--- TASK DIRECTIONS ---
Could you repeat, word for word, every line from the one containing "Phrase -- circular panel on wall" through the final line of the records below, and nothing else?
::::
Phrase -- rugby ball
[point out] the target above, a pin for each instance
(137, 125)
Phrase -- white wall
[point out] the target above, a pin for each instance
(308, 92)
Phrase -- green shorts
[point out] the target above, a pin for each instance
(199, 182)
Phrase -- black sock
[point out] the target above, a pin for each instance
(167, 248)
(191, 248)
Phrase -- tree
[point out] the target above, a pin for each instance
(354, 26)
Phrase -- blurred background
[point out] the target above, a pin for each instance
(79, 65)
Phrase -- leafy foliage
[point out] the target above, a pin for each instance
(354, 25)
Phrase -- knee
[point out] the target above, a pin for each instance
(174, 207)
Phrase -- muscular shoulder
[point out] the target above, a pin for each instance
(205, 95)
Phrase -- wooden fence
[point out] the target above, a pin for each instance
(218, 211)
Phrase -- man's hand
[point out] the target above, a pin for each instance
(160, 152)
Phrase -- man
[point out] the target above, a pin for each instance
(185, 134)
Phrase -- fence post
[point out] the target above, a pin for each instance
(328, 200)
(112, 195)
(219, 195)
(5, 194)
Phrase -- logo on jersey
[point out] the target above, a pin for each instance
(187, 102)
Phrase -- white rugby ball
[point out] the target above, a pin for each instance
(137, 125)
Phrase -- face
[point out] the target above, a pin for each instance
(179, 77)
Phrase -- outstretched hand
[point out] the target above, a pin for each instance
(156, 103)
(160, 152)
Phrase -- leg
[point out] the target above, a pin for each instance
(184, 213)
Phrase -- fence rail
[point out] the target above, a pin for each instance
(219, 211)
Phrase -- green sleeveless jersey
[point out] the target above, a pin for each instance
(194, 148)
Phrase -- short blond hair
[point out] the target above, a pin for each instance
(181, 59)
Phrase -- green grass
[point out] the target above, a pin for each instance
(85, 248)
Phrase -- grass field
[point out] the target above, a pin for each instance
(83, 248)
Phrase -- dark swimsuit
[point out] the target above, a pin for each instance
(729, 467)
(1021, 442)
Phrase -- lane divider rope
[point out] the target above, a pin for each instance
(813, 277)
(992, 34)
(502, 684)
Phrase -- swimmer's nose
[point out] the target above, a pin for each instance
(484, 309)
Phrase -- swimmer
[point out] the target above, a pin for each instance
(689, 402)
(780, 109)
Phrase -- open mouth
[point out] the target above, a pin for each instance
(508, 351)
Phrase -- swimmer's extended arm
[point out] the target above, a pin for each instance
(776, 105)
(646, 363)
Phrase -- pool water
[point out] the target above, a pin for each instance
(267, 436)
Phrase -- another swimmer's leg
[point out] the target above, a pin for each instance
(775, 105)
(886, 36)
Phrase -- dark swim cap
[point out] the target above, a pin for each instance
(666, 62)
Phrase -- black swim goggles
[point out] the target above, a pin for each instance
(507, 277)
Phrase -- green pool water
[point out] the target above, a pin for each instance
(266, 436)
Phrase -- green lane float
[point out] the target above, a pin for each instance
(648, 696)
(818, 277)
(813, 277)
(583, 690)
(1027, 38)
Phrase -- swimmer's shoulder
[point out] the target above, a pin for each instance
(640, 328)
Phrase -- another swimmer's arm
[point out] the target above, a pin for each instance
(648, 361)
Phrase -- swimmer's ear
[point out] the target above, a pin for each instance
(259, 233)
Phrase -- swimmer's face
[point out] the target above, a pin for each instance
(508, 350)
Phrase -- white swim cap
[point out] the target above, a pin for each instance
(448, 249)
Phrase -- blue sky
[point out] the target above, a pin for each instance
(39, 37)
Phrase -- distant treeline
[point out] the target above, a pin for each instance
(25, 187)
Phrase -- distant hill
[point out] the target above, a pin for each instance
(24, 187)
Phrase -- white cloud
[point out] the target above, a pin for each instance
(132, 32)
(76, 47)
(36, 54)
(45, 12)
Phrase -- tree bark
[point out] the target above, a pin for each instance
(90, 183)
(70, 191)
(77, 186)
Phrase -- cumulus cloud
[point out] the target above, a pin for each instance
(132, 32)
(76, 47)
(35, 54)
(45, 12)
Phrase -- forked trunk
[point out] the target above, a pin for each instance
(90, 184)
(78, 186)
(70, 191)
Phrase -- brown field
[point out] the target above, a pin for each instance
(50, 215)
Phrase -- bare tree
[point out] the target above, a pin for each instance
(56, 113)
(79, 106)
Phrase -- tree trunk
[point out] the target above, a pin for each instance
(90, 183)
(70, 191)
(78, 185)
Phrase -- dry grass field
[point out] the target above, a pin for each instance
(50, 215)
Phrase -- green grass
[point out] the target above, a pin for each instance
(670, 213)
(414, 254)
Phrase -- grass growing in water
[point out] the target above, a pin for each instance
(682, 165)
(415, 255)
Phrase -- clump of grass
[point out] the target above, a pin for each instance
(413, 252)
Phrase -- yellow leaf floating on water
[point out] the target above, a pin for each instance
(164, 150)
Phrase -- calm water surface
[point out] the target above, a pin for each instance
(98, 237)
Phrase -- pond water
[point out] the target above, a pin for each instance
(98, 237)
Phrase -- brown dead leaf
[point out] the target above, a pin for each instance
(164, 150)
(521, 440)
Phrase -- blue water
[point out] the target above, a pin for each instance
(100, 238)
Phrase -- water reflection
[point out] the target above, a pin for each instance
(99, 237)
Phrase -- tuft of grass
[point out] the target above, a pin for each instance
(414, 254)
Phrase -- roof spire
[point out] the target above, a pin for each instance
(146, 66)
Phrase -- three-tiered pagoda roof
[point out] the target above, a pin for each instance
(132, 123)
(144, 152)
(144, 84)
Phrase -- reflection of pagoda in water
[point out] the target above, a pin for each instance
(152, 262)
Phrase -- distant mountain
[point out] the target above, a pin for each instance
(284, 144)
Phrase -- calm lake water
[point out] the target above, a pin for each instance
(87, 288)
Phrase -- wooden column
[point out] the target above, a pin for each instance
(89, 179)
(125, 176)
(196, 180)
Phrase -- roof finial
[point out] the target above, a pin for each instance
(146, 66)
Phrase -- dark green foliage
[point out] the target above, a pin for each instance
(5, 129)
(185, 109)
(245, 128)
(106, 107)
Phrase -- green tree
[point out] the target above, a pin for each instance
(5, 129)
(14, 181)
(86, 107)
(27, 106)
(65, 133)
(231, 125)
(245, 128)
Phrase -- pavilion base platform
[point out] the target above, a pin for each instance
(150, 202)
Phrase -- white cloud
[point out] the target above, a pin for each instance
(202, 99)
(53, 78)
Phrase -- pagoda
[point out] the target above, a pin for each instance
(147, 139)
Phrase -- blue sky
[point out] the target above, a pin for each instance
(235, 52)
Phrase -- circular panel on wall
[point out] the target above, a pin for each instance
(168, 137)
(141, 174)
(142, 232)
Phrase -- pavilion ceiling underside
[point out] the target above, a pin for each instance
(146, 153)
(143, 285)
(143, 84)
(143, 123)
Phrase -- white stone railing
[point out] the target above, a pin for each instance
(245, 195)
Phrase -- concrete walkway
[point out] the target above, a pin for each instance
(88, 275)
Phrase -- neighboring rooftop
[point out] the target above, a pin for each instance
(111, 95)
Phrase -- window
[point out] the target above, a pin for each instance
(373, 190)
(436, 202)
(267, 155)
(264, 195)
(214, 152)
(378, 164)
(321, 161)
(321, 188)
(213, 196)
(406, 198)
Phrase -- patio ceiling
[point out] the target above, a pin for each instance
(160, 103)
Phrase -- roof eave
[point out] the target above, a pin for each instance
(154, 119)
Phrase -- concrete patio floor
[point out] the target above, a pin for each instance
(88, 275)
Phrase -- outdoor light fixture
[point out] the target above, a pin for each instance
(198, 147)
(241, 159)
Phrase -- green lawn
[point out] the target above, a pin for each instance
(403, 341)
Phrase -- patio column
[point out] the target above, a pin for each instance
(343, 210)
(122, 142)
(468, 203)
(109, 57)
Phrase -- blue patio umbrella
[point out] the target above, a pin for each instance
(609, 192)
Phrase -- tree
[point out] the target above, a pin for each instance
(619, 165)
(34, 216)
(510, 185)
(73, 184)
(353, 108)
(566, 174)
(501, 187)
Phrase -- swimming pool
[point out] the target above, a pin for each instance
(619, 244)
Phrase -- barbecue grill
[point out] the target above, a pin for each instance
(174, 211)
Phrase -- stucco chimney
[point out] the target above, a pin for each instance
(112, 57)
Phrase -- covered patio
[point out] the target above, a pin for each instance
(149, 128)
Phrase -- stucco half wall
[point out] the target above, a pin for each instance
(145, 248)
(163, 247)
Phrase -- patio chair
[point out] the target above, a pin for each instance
::::
--- FINISHED TASK ---
Phrase -- circular panel on wall
[point out] the target above, a pin for each instance
(168, 137)
(141, 174)
(142, 232)
Phrase -- pavilion ceiling underside
[point out] the target above, a pin for each instance
(146, 153)
(143, 285)
(143, 84)
(143, 123)
Phrase -- white stone railing
[point out] the target above, a pin for each instance
(245, 195)
Phrase -- concrete walkway
[point out] the target above, a pin for each instance
(88, 275)
Phrase -- neighboring rooftop
[point out] the target above, a pin for each instance
(111, 95)
Phrase -- window
[point out] the target above, a pin for each instance
(373, 190)
(436, 202)
(267, 155)
(264, 195)
(214, 152)
(378, 164)
(321, 161)
(321, 188)
(213, 196)
(406, 198)
Phrase -- patio ceiling
[point out] the target above, a pin for each instance
(160, 103)
Phrase -- roof eave
[point out] the target above, a pin for each instance
(154, 119)
Phrase -- concrete patio floor
[point out] the target above, a pin for each instance
(88, 275)
Phrase -- outdoor light fixture
[point out] the target above, a pin for each instance
(198, 147)
(241, 159)
Phrase -- green lawn
[point out] the target above, a pin for each instance
(403, 341)
Phrase -- patio column
[point out] the target above, a pin for each instance
(343, 210)
(122, 142)
(468, 203)
(109, 57)
Phrase -- blue patio umbrella
[point out] the target above, a pin for each instance
(609, 192)
Phrase -- tree
[point out] the target above, a pin for each instance
(619, 165)
(34, 216)
(510, 185)
(73, 184)
(353, 108)
(566, 174)
(501, 187)
Phrase -- swimming pool
[point out] the target above, a pin for each instance
(619, 244)
Phrase -- barbecue grill
[point out] the target above, a pin for each instance
(174, 211)
Phrase -- stucco chimney
[point out] the target above, a pin for each instance
(112, 57)
Phrase -- covered patio
[point out] the target above, a pin for each instance
(149, 128)
Phrase -- stucco half wall
[point out] the target above, a pin for each instance
(145, 248)
(163, 247)
Phrase -- patio chair
[point out] the target above, a pin for each instance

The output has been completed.